[SUPPLIED ENTRIES Boundary: Start]

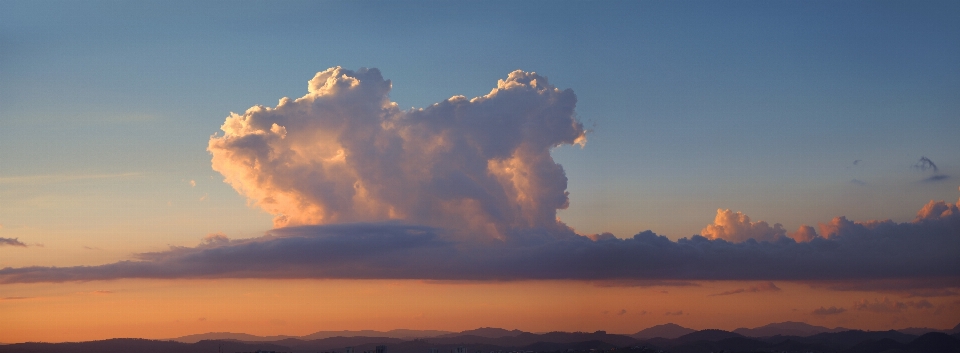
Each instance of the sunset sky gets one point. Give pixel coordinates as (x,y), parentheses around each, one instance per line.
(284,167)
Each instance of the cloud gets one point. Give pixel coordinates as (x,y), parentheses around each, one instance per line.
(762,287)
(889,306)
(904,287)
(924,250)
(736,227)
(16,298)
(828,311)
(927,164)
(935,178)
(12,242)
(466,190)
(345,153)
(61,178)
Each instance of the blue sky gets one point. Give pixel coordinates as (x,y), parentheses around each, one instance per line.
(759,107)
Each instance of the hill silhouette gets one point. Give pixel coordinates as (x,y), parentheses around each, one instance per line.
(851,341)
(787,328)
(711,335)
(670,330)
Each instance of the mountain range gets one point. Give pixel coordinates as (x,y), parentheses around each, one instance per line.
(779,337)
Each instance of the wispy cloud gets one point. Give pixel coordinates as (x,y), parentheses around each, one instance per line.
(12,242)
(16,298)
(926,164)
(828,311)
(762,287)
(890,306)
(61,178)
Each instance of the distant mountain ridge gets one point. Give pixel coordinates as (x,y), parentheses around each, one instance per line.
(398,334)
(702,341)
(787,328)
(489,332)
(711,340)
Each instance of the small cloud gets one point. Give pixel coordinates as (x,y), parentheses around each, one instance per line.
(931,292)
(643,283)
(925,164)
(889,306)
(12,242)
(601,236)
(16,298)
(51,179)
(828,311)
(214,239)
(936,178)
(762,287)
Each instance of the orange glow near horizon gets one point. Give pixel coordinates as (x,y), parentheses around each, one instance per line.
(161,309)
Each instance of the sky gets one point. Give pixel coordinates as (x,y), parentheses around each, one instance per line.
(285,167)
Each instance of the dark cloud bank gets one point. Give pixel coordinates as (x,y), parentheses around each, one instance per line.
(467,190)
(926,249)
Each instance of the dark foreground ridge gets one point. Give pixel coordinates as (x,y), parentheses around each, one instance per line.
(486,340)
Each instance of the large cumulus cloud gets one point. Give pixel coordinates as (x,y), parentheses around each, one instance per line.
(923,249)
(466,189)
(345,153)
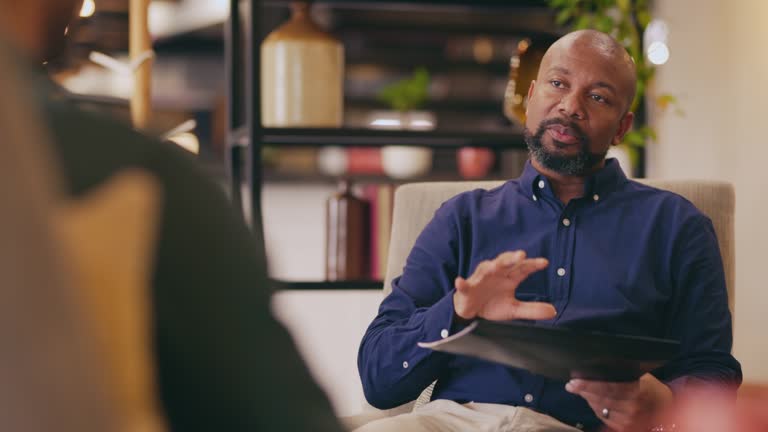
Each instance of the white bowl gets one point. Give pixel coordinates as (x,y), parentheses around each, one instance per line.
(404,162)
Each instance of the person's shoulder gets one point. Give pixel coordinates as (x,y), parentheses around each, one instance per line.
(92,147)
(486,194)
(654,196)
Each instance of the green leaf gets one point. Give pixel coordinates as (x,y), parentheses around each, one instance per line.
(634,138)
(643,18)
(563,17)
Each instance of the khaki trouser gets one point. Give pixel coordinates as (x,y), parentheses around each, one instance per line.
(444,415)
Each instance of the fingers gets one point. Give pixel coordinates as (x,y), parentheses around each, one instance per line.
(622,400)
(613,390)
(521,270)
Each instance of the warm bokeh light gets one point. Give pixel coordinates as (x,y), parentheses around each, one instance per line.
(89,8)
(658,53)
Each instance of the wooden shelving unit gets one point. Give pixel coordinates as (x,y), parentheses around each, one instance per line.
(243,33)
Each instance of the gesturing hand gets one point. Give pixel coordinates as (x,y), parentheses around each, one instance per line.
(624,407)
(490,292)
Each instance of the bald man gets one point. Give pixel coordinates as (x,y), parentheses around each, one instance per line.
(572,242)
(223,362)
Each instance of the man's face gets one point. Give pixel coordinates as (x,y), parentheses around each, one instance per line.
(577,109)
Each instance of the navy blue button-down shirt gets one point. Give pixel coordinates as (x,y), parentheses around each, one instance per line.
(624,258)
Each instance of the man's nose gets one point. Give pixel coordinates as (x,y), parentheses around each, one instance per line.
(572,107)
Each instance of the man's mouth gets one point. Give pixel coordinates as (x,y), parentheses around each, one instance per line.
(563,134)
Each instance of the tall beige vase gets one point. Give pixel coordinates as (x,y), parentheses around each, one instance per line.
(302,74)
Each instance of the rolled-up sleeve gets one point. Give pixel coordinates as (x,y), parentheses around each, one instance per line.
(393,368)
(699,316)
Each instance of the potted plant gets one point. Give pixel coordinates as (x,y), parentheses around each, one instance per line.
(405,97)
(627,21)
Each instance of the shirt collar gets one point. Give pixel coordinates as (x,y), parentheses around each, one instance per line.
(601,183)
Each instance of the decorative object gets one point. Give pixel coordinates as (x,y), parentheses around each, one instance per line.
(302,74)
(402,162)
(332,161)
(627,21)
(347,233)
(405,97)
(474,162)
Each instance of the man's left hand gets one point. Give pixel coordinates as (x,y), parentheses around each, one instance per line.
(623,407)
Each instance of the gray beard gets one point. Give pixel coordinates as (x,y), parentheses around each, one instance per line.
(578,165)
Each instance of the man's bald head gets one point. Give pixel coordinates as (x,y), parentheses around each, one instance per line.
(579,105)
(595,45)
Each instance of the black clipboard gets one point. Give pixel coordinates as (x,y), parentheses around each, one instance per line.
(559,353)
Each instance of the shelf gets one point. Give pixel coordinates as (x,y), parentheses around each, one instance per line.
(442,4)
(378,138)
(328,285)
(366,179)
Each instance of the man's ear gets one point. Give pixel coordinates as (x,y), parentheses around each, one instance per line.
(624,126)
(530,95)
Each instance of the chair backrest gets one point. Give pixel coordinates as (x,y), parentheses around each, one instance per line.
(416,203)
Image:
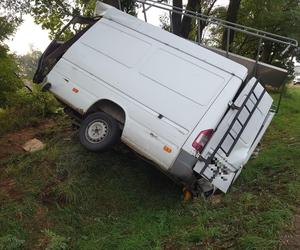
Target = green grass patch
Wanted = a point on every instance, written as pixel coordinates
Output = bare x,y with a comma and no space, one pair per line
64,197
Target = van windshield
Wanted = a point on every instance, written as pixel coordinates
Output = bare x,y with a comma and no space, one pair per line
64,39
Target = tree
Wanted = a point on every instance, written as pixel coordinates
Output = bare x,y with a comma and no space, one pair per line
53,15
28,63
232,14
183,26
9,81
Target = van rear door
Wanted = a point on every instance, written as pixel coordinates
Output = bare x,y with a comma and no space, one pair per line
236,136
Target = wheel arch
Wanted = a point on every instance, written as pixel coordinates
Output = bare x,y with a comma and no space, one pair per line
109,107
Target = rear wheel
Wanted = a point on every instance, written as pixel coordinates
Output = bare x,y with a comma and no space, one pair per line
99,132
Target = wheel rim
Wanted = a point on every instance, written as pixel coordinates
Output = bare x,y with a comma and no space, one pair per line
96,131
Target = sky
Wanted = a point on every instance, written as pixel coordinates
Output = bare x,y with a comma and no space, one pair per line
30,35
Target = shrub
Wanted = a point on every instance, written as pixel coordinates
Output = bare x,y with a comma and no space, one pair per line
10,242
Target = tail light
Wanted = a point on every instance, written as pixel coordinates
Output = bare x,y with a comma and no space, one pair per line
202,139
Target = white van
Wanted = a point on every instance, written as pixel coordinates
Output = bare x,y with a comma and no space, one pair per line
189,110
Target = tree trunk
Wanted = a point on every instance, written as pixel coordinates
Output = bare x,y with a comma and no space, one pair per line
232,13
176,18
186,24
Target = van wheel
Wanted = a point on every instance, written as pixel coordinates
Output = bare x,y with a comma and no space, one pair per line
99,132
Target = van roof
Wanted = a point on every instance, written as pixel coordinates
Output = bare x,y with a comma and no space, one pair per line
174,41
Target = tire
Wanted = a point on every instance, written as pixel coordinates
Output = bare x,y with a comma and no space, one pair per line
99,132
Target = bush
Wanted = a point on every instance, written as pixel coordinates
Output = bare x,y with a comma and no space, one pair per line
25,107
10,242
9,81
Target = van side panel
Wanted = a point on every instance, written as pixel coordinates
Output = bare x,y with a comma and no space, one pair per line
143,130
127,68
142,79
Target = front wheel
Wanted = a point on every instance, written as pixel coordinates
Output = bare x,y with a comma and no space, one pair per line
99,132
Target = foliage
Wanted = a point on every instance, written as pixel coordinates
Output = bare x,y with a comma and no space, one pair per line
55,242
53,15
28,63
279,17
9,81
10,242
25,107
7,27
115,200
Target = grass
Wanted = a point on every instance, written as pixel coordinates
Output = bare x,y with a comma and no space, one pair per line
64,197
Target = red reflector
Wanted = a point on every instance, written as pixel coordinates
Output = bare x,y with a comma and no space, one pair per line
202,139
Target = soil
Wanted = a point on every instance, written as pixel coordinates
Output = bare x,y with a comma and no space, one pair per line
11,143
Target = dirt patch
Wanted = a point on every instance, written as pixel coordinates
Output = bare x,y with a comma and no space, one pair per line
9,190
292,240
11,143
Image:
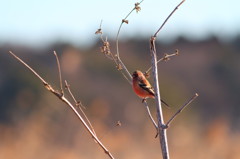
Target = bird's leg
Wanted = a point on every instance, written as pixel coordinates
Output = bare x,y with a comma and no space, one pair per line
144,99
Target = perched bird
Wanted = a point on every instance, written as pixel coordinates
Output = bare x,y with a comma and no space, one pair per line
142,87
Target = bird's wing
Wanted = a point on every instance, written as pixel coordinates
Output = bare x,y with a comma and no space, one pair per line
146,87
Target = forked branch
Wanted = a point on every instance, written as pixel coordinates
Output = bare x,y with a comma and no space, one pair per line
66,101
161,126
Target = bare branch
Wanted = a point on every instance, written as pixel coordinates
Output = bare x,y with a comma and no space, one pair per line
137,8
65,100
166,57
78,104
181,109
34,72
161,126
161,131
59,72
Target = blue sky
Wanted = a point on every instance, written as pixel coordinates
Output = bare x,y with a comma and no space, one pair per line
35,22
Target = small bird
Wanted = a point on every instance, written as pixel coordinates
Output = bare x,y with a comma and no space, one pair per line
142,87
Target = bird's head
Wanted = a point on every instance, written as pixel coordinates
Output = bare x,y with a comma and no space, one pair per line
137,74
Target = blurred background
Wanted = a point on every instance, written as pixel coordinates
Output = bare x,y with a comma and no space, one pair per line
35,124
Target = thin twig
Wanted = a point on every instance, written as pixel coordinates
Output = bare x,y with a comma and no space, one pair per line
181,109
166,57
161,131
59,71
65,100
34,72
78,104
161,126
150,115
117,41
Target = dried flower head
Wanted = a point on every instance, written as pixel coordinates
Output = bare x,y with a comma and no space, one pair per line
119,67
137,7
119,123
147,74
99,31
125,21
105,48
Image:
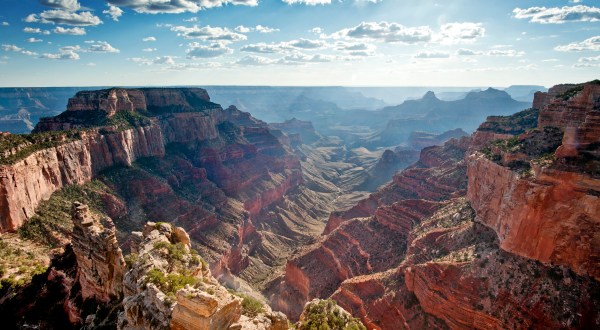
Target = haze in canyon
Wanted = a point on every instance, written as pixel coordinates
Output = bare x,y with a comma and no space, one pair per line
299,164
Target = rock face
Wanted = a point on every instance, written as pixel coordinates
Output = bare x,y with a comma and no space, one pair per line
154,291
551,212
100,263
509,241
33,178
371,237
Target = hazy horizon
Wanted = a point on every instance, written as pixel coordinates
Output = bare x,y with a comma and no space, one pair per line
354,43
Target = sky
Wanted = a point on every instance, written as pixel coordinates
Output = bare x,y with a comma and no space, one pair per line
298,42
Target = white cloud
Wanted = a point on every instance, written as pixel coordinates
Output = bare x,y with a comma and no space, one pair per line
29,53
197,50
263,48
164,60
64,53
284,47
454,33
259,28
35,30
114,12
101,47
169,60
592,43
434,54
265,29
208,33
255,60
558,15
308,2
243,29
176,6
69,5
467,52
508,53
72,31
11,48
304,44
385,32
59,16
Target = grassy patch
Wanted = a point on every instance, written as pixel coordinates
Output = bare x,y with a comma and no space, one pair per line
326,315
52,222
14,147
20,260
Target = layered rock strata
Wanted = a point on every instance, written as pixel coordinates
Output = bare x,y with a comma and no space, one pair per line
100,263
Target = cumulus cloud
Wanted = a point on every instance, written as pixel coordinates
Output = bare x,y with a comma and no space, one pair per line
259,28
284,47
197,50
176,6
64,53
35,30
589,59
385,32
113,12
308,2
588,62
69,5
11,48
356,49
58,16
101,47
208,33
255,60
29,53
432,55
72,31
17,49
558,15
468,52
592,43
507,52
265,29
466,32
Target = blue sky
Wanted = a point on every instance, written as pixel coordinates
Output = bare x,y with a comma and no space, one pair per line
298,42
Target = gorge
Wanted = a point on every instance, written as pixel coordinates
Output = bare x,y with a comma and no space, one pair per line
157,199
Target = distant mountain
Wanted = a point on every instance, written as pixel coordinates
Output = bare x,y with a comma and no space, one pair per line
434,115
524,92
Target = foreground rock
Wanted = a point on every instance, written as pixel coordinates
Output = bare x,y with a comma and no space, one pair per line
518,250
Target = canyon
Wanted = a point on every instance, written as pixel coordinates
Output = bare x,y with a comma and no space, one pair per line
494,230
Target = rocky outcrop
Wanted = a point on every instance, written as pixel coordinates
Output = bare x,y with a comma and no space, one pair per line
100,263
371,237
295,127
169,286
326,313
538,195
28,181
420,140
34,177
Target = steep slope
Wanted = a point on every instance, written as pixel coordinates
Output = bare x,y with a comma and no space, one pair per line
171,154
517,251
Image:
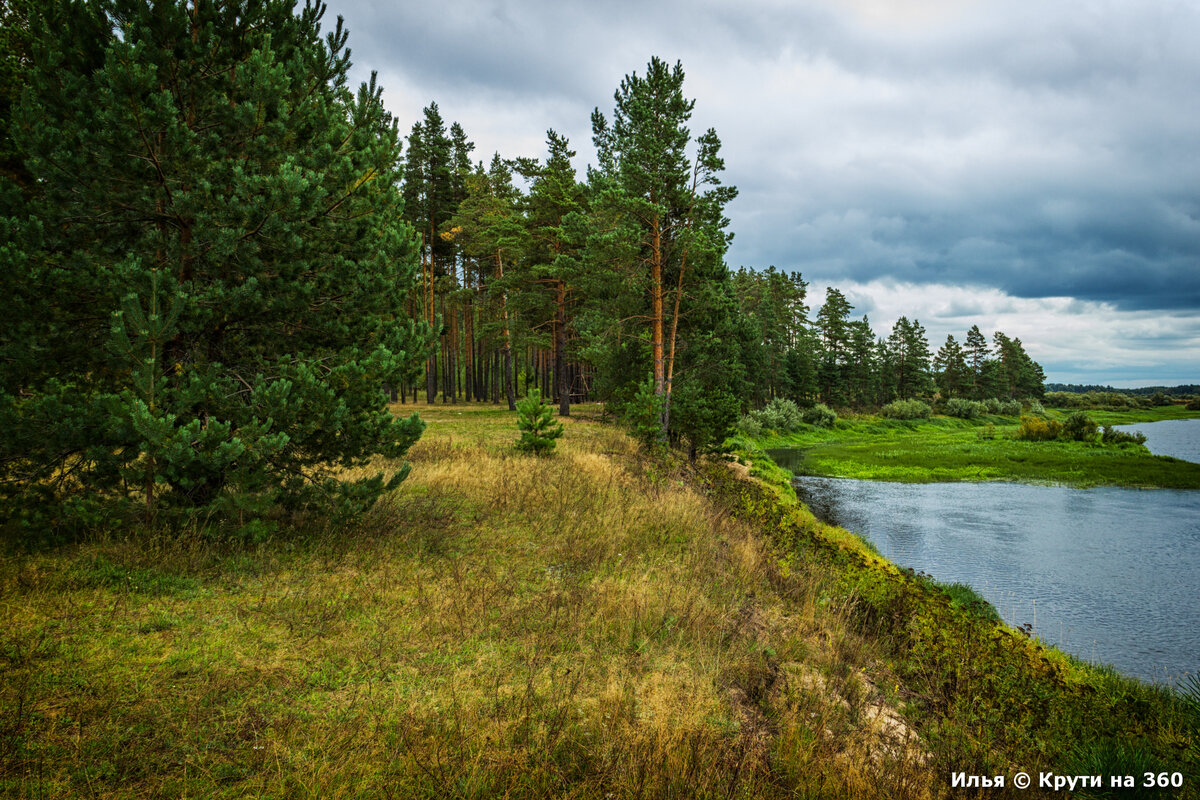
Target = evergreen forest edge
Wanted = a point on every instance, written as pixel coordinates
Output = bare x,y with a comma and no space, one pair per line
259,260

[SUPPLIED ENTRIES Boundary: End]

→ TASK PROMPT: Copy out every line of the data where the word "wheel" occurs.

→ SOLUTION TO THE PROBLEM:
Target = wheel arch
Target = rear wheel
Target = wheel rim
Target = van wheel
Target = front wheel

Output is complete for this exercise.